▶ [TASK DESCRIPTION]: Copy the records below word for word, leaving out nothing.
START INPUT DATA
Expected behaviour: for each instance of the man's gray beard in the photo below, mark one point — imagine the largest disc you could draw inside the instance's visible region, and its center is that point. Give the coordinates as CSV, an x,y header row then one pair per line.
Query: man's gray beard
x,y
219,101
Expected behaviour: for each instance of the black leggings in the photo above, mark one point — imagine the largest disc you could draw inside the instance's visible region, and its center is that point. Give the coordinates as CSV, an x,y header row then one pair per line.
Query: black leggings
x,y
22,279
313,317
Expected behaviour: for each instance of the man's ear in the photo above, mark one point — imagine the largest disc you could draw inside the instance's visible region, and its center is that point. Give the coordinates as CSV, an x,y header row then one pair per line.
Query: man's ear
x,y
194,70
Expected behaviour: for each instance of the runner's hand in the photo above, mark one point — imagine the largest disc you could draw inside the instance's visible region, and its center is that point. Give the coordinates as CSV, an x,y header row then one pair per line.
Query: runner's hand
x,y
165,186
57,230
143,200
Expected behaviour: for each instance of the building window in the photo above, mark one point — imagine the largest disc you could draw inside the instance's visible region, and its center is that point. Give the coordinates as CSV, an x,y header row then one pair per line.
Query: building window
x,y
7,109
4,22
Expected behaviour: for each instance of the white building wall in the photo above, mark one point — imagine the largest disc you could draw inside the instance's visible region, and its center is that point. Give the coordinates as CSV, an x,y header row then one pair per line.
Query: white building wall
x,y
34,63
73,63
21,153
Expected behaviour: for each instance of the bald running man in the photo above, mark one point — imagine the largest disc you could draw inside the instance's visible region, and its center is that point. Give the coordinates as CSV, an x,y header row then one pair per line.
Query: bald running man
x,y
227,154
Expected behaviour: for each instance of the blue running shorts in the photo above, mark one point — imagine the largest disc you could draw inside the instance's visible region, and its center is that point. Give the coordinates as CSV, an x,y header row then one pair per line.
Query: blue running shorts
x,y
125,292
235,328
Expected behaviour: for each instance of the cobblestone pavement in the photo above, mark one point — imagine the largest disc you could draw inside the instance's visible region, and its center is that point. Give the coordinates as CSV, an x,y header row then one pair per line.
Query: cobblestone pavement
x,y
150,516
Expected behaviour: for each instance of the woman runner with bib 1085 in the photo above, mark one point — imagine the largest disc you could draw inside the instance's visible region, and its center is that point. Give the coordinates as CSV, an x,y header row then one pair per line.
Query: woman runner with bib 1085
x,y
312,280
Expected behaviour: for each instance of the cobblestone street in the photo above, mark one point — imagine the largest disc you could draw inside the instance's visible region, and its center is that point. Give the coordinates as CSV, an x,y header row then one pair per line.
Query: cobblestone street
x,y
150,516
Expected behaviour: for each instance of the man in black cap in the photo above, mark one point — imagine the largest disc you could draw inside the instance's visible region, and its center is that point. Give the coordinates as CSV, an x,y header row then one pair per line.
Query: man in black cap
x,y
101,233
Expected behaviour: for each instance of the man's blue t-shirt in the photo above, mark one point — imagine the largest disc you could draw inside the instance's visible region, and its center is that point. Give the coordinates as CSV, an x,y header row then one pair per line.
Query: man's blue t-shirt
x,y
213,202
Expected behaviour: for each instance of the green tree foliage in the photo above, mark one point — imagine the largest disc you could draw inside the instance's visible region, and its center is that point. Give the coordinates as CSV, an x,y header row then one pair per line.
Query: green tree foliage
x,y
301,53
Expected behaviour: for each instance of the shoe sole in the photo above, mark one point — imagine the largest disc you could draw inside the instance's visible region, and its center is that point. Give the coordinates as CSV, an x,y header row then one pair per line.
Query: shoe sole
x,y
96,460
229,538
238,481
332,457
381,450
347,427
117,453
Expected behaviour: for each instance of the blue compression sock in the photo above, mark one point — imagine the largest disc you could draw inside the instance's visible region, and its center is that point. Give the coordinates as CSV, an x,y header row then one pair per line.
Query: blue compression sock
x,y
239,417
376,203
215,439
END INPUT DATA
▶ [REPLY TO THE TASK]:
Expected behaviour: for each instance of the man's gray beard in the photo below, mark one point — imagine the largest disc you could draw inside the instance's visible region, and its center is that point. Give the coordinates as CSV, an x,y header row then one pair per line.
Query: man's gray beard
x,y
219,101
Expected behaviour: for each instance of the black leggings in the photo above, mark one point — imagine the largest disc you could draw inside the instance's visible region, and its center is that point. Give the coordinates as CSV, an x,y header row then one pair per line.
Query: black leggings
x,y
22,279
313,317
Expected behaviour: for each instance of the man's ear in the photo above, mark one point — imagine the largest disc you could draw inside the instance's visible region, and its center is that point. Give the coordinates as CSV, an x,y header row then one pair per line.
Query: man's ear
x,y
194,70
Expected behaviour: for each instance of the runner's hand in the photo above, mark one point — imagine the largest disc you could draw inside the instance's visible region, and its center is that point. Give the coordinates as CSV, an x,y header row then one pair per line.
Query: runner's hand
x,y
165,186
57,230
143,200
Expected behaviour: for each instance of the building window in the photo above, mark one point — imagine the largest disc you could draw inside the instance's visible region, and its center is that point. Give the coordinates as CSV, an x,y header row then one pair per line.
Query: building window
x,y
7,109
4,22
Expected behaviour: for each instance of the white building wall in the photo above, mark one point — imagine the largest disc you could draw inside the instance's visible region, and its center is that point. Give the coordinates as CSV, an x,y header row then one pair per line.
Query: white building wall
x,y
34,63
73,63
21,153
Expected behaviour: for each instance of the bald running man in the photo above, mark one point — imagine the largest disc you could draw inside the instance's visible region, and its center is that point. Give the coordinates as CSV, an x,y header row then one pair per line.
Query: bald running man
x,y
227,154
Expected behaviour: for each instance of the blue running shorts in the photo above, mark one point — imagine the largest disc you could draw inside the instance's visible region, and its center is that point. Give the coordinates as CSV, an x,y header row then one pair per line.
Query: blue running shorts
x,y
125,292
235,328
Expected behaviour: for each instance of the cobblestone pavement in the photo above, mark one point — imagine the largest disc you could draw inside the instance's visible region, and its center is that point. Give the coordinates as CSV, an x,y header row then one pair per line.
Query: cobblestone pavement
x,y
150,516
Expected behaviour: for each instance of the woman runner with bib 1085 in the photo above, mark one point — imagine the largest disc you could draw inside the instance's visible region, and its center is that point. Give the coordinates as CSV, an x,y header row then one pair per line.
Query: woman runner with bib 1085
x,y
312,280
Expected behaviour: for each instance of the cobblestone street in the photo above, mark one point — imagine the largest disc you could draw inside the instance's visible region, and its center is that point. Give the coordinates as CSV, an x,y header row then one pair per line.
Query: cobblestone street
x,y
150,516
Expected behaviour: for each instance of the man in black cap in the photo above, mark one point — imagine the largest disc you could draw inside the instance's visible region, and its center is that point. Give the coordinates as CSV, an x,y header row then one pair per line.
Query: man in black cap
x,y
101,233
Expected behaviour: for each instance of the man's blue t-shirt in the photo above, mark one point — imagine the largest disc you could draw inside the instance's visible region, and its center is that point. Give the coordinates as CSV, an x,y header row then one pair per line.
Query: man's blue t-shirt
x,y
213,202
Expected behaviour: for each instance of the green tree foliage in the photo above, mark one point — imagine the largest disc you could draw inside the instance's visible region, and its center is that point. Give the coordinates as CSV, an x,y header row then one pair per line.
Query: green tree foliage
x,y
301,53
Expected behaviour: for each instance of the shoe sole in the photo above, mark one point — imagine the largest disc you could draw inside the instance's visible region, and its center is that point. Give the coordinates as CSV, an x,y header row then one pair per line.
Query: shoe sole
x,y
96,460
229,538
238,481
332,457
381,450
347,427
117,453
Expected behaviour: for each instance of the blue compression sock in the photo above, mark one point — imagine the largest disc you could draw inside the instance's visible region, and its center is that point. Give the coordinates as CSV, an x,y header row then one pair per line.
Query: blue compression sock
x,y
239,417
376,203
215,439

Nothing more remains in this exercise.